文書抜粋:
╔══

こなつ

Dr.コトー診療所のこなつのレビュー・感想・評価

Dr.コトー診療所(2022年製作の映画)
4.0
16年ぶりに観る「Dr.コトー診療所」は、懐かしい顔ぶれに胸が熱くなった。中島みゆきの「銀の龍の背に乗って」の主題歌とともに、この作品のテレビ上映は鮮明に思い出すことが出来るほど心に残っている。

山田貴敏の同名漫画が原作のテレビドラマ「Dr.コトー診療所」の16年ぶりの続編。

出演者をあれだけ当時のままで集められるのは本当に凄い。それだけ制作スタッフや俳優さん達にとっても思い入れの強い作品なのだろう。

舞台は、日本の西の端に浮かぶ美しい島、志木那島。本土からフェリーで6時間かかるこの孤島に19年前、東京の病院からやってきた後藤健助(吉岡秀隆)は、コトー先生と呼ばれ、島民に親しまれ、島のただ一人の医師として島民全ての命を背負ってきた。

沖縄県八重山列島にあるとされる架空の島、志木那島のロケ地となった与那国島の自然、海や空の何と美しいこと。スクリーンいっぱいに溢れる青い海と空の輝きに吸い込まれそうになりながら鑑賞。

日本の進み続ける過疎高齢化、離島での過酷な医療状況などと共に島でのゆったりとした時間の流れや人間関係が情緒豊かに描かれている。

16年前、医師になるため東京の私立中学を受験したタケヒロ役の富岡涼さんは、芸能界を引退したにもかかわらず、この作品だけの復帰で登場。話題になっている。

小林薫も泉谷しげるも時任三郎もそれなりに歳はとってきているが、その存在感は健在。16年の月日を経て、ベテラン俳優達がより作品を魅力的なものにしている。

この作品をもって完結となり、続編はないといわれていることを考えれば、ラストのシーンは、コトー先生が倒れいく中での夢のシーンであり、皆がこうなれば良いのにと願いながらも叶わなかった未来の姿ではないかと思ってしまって、最後まで自分の命より島民を優先するひとりの医師の熱い思いに切なさが残った。

劇場に響く主題歌「銀の龍の背に乗って」が涙を誘う感動作。

╚══

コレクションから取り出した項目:
╔══

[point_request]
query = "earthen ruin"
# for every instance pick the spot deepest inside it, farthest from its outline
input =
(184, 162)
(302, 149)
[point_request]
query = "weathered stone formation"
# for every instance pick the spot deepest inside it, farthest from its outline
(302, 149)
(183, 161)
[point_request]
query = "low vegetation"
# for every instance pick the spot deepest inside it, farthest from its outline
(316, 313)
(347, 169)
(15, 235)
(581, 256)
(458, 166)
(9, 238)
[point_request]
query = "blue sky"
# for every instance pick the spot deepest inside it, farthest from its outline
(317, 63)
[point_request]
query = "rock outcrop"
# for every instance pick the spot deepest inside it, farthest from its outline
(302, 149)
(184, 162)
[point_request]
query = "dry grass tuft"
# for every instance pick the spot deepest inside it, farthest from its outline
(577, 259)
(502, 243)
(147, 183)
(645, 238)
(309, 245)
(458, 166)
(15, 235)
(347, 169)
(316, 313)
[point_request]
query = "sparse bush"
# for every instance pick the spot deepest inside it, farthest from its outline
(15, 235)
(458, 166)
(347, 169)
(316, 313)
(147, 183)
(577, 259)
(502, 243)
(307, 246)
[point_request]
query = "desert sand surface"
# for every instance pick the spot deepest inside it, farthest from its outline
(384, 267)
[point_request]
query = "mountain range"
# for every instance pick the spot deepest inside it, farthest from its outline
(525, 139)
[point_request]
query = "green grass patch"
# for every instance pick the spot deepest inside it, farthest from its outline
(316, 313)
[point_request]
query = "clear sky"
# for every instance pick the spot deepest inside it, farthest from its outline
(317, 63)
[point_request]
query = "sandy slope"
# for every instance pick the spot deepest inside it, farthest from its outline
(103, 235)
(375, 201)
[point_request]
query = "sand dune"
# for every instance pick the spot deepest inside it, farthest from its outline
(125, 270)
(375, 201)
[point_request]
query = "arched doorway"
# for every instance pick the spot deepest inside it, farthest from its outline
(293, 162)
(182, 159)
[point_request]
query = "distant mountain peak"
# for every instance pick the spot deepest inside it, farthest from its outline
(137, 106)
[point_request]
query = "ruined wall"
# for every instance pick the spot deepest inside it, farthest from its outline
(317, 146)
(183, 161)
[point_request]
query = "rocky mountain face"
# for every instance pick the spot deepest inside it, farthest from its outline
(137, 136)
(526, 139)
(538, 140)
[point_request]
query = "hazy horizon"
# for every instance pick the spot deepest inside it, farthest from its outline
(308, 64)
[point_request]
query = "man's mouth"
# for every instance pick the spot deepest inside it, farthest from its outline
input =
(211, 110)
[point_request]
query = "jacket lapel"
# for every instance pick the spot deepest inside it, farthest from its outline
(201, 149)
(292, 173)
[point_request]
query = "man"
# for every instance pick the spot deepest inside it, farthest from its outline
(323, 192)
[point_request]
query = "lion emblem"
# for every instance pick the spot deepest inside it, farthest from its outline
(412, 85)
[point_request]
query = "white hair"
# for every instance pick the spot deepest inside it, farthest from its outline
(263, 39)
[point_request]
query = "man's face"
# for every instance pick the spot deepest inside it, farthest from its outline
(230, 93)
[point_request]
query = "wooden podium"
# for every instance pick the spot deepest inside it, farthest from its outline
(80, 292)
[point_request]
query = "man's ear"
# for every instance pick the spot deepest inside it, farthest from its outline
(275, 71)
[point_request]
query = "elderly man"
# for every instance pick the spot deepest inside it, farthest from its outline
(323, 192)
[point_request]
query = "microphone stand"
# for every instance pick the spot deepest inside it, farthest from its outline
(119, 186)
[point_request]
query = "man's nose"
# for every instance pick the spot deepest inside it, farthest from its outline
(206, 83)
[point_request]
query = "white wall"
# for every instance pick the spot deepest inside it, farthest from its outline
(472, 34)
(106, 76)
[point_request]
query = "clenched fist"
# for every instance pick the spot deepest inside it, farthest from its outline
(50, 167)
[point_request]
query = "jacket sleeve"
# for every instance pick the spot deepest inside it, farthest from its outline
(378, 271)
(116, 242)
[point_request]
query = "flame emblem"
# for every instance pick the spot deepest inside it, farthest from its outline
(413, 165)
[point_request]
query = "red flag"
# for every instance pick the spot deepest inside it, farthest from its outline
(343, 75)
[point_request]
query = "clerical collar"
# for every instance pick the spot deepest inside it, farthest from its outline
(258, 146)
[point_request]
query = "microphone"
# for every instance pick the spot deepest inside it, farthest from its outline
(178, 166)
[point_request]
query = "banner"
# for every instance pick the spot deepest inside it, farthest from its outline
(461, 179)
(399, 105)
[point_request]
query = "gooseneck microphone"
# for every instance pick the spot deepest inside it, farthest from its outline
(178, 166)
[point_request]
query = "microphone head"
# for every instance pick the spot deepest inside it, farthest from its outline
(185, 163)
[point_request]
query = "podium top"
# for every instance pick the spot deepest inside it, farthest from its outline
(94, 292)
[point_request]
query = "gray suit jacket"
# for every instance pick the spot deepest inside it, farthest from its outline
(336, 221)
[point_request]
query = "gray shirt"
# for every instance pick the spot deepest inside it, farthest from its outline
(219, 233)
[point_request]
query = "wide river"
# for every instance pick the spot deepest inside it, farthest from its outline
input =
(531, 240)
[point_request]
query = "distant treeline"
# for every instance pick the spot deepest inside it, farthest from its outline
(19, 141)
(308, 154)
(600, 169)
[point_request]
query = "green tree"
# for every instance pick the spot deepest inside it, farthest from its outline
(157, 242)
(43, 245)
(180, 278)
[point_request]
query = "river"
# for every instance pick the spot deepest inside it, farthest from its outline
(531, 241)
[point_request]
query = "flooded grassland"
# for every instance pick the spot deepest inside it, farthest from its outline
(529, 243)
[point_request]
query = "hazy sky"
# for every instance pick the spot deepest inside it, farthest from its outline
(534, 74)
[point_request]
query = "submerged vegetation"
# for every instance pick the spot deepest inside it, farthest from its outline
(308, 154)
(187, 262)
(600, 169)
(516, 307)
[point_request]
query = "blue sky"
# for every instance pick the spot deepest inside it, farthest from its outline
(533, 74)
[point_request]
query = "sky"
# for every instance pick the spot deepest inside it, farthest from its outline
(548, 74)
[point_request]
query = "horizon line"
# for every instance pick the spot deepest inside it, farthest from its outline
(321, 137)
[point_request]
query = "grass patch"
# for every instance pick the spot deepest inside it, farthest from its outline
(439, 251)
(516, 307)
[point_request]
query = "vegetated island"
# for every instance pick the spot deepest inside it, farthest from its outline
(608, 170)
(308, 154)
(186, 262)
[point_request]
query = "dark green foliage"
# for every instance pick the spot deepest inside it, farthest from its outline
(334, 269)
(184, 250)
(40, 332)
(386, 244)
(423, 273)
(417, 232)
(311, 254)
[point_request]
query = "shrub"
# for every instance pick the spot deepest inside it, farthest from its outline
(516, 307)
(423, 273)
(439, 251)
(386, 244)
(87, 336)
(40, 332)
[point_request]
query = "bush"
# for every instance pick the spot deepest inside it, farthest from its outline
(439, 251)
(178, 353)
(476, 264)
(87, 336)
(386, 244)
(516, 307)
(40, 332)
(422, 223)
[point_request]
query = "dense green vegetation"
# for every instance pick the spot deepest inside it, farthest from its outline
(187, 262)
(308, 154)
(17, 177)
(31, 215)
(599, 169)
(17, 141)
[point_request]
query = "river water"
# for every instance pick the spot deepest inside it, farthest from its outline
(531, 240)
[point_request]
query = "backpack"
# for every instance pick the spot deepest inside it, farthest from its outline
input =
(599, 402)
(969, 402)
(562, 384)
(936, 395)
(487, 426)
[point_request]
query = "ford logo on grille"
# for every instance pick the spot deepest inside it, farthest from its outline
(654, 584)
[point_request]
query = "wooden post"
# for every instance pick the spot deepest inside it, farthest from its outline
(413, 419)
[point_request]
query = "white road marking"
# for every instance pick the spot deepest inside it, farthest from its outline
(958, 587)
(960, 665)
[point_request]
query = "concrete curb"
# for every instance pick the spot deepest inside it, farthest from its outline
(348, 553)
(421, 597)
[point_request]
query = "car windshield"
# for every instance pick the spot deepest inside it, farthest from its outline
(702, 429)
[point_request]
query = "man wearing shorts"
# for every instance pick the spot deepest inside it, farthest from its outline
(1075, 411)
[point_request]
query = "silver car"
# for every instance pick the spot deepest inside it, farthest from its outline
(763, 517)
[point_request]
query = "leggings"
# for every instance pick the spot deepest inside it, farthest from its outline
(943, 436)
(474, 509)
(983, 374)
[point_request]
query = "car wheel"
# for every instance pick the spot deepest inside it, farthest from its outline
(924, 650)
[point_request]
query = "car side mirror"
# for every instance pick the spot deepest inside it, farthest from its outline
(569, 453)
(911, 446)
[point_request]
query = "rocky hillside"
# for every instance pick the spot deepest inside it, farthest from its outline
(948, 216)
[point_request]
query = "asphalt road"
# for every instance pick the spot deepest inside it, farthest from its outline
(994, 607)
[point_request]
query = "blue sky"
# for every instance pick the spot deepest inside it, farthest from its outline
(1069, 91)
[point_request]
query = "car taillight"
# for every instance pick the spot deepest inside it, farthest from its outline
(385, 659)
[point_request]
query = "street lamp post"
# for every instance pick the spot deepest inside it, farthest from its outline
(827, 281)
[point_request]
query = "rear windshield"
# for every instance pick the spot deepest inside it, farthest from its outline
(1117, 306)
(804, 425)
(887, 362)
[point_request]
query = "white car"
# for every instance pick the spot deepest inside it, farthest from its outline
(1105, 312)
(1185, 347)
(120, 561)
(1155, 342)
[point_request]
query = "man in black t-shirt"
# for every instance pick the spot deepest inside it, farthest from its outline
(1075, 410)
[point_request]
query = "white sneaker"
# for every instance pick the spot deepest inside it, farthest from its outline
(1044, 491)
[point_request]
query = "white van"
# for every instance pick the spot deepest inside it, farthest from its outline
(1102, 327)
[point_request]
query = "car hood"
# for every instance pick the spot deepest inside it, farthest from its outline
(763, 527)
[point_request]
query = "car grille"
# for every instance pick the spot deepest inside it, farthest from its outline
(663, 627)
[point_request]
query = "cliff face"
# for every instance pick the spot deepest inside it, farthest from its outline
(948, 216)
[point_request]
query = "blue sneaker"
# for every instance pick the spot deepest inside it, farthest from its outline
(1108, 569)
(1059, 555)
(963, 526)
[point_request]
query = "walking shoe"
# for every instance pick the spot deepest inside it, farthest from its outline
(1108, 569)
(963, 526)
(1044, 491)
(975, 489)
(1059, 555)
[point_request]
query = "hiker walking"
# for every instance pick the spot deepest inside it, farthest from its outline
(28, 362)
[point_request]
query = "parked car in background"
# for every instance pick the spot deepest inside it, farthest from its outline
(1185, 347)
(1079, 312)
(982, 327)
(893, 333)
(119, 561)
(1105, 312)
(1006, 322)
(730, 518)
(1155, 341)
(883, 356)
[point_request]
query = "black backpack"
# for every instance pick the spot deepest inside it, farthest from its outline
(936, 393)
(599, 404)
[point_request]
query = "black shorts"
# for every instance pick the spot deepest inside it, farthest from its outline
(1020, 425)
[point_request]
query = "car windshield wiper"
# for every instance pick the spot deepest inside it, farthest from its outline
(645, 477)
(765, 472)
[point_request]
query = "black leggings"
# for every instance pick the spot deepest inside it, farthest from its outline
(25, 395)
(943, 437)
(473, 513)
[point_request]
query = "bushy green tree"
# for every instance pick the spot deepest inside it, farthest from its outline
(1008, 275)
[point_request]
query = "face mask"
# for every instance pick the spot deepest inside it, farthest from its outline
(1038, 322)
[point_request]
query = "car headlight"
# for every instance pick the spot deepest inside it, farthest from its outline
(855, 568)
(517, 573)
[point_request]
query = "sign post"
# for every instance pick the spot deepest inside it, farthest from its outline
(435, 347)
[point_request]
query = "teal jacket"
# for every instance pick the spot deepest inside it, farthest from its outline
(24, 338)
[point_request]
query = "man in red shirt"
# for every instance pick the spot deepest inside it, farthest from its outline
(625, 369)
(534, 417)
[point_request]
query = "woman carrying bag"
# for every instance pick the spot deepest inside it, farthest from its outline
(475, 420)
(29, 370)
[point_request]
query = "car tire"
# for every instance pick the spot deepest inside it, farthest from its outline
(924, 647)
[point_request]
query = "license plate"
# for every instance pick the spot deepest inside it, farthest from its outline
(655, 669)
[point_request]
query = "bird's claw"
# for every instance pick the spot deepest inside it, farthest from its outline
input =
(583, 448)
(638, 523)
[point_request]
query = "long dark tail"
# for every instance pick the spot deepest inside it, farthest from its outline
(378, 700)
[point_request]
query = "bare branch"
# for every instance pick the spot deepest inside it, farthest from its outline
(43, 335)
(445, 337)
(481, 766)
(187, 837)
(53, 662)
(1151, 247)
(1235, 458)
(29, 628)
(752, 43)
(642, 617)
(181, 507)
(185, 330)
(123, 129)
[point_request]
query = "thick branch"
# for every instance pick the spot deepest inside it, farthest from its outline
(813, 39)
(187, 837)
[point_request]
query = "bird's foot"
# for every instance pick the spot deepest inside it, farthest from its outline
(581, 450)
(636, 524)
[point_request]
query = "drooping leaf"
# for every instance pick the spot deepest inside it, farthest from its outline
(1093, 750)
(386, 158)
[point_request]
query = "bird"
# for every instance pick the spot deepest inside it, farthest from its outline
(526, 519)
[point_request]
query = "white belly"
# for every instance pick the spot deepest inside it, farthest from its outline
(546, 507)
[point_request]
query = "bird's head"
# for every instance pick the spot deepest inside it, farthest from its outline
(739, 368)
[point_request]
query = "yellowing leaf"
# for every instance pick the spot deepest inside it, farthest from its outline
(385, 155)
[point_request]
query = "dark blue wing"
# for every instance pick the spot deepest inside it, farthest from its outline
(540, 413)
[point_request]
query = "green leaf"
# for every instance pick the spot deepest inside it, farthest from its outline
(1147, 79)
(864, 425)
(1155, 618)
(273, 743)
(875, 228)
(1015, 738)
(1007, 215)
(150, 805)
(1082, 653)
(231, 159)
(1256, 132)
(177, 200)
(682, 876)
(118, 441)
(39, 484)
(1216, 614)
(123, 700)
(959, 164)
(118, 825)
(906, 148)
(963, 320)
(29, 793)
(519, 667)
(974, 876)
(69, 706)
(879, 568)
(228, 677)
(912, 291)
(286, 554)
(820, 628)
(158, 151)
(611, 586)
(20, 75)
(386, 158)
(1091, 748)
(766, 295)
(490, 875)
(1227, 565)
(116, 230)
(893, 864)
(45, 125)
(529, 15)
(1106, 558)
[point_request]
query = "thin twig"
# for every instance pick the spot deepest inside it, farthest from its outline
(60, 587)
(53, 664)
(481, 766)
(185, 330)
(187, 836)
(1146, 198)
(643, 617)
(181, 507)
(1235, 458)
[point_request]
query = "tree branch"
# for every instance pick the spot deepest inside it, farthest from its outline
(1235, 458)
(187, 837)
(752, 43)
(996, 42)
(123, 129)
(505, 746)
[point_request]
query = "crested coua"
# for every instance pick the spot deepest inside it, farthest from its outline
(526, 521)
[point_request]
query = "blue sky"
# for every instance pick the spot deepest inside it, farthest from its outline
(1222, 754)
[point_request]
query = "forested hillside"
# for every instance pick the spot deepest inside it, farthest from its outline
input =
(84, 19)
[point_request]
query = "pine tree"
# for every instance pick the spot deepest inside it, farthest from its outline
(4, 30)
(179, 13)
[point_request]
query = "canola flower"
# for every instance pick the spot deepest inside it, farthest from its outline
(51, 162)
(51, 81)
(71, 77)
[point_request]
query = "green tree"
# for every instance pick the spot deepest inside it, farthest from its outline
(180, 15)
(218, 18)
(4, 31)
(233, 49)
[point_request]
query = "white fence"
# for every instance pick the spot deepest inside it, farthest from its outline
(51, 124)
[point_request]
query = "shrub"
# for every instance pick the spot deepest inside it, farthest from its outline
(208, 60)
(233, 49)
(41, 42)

╚══

課題文: 映画レビューの「沖縄県八重山列島にあるとされ」から「品を魅力的なものにしている。」までをすべて書き写し、その際に「スクリーン」を「画面」に置き換えること。

最終解答:
沖縄県八重山列島にあるとされる架空の島、志木那島のロケ地となった与那国島の自然、海や空の何と美しいこと。画面いっぱいに溢れる青い海と空の輝きに吸い込まれそうになりながら鑑賞。

日本の進み続ける過疎高齢化、離島での過酷な医療状況などと共に島でのゆったりとした時間の流れや人間関係が情緒豊かに描かれている。

16年前、医師になるため東京の私立中学を受験したタケヒロ役の富岡涼さんは、芸能界を引退したにもかかわらず、この作品だけの復帰で登場。話題になっている。

小林薫も泉谷しげるも時任三郎もそれなりに歳はとってきているが、その存在感は健在。16年の月日を経て、ベテラン俳優達がより作品を魅力的なものにしている。